→ **Your task**: Reproduce exactly, and only, the lines below from the one containing "Target: horse's hoof" through the one containing "Target: woman's leg".

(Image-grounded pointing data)

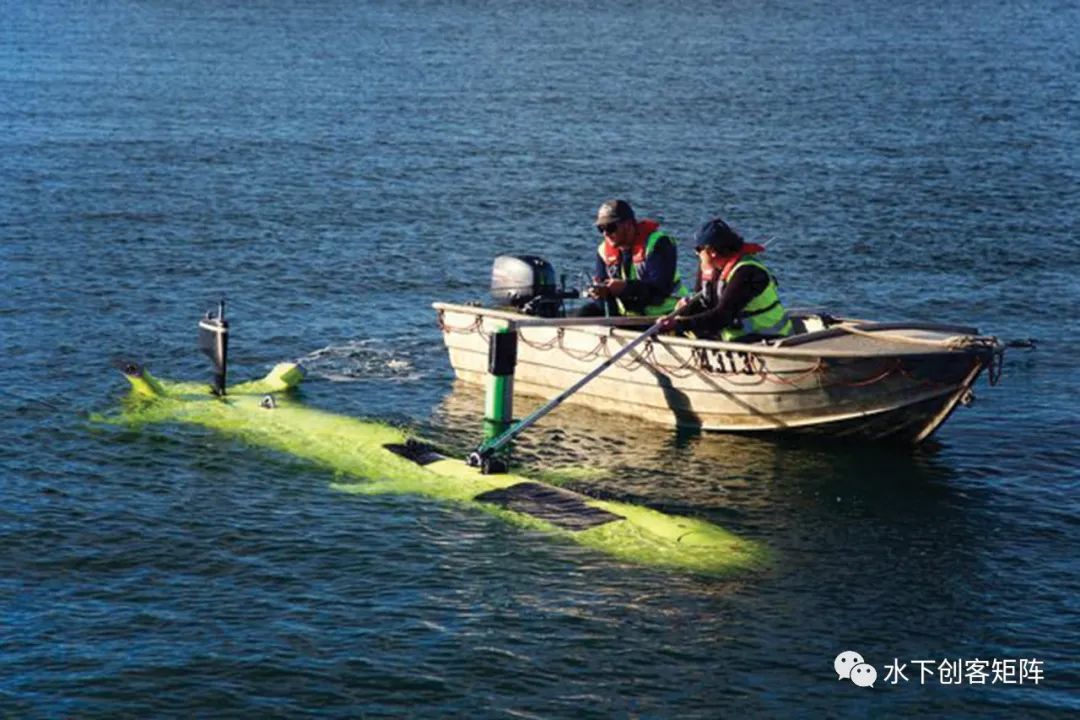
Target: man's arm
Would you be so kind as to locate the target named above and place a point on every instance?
(745, 284)
(656, 283)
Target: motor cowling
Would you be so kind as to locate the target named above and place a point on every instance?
(527, 283)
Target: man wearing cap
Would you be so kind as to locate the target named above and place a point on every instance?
(738, 298)
(636, 266)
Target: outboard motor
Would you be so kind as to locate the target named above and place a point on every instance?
(527, 283)
(214, 341)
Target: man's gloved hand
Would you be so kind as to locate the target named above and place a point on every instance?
(609, 288)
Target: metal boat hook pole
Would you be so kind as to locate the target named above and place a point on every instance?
(483, 456)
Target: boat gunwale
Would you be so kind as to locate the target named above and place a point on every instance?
(616, 327)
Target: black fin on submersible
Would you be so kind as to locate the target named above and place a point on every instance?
(561, 507)
(131, 368)
(419, 452)
(214, 341)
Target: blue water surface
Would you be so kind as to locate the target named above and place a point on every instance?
(333, 167)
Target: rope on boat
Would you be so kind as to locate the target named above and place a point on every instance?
(955, 342)
(686, 367)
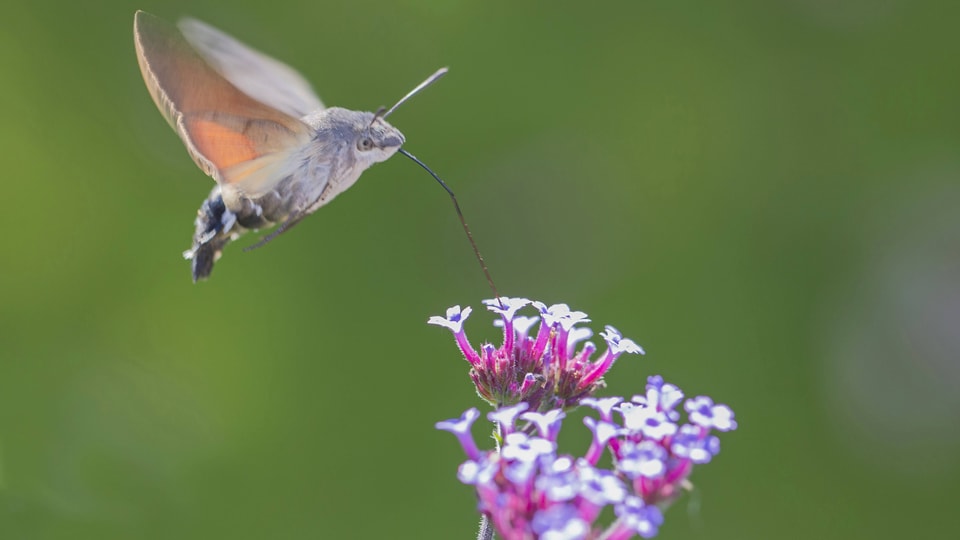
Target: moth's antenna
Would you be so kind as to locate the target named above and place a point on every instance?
(453, 198)
(430, 80)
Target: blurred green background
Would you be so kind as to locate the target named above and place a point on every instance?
(763, 194)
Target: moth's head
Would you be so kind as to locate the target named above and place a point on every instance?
(358, 137)
(377, 140)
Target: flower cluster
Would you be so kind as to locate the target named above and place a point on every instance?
(543, 369)
(530, 491)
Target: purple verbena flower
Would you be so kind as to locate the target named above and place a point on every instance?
(543, 368)
(531, 491)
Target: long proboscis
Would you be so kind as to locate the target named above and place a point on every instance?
(466, 228)
(429, 80)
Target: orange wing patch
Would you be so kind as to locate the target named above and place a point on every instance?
(220, 143)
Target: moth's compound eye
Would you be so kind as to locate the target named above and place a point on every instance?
(364, 144)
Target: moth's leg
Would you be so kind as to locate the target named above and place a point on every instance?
(284, 227)
(215, 225)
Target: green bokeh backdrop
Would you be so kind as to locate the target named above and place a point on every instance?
(762, 193)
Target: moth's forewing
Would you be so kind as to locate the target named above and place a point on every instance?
(222, 127)
(261, 77)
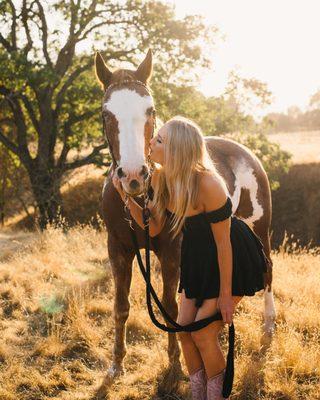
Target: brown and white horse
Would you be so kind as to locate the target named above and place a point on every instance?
(128, 113)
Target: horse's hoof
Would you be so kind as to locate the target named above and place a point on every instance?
(112, 373)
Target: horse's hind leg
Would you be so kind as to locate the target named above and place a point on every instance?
(121, 263)
(269, 306)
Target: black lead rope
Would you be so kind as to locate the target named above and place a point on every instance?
(194, 326)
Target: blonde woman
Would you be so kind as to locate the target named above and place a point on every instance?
(188, 191)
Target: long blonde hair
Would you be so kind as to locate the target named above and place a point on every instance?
(185, 155)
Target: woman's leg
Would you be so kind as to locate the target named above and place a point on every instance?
(197, 375)
(187, 314)
(206, 339)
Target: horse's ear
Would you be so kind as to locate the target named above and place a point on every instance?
(102, 71)
(144, 71)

→ **Problem solution**:
Target: horse's hoof
Would you be so kind as to locate the target named above and place a point on every instance?
(112, 373)
Target: horse's hind leg
Would you be so kind as to locate the target named above and place a point on every instance?
(121, 263)
(269, 306)
Target: black lead rope
Would you be so kind as to locate the target named above and place a point on every instance?
(194, 326)
Target: blonde woman
Would you be so kind as to locate the target named above and place a point on every instance?
(188, 191)
Target: long blonde hair
Would you be so kind as to locate the target named above and place a point on every instance?
(185, 155)
Target: woman's leg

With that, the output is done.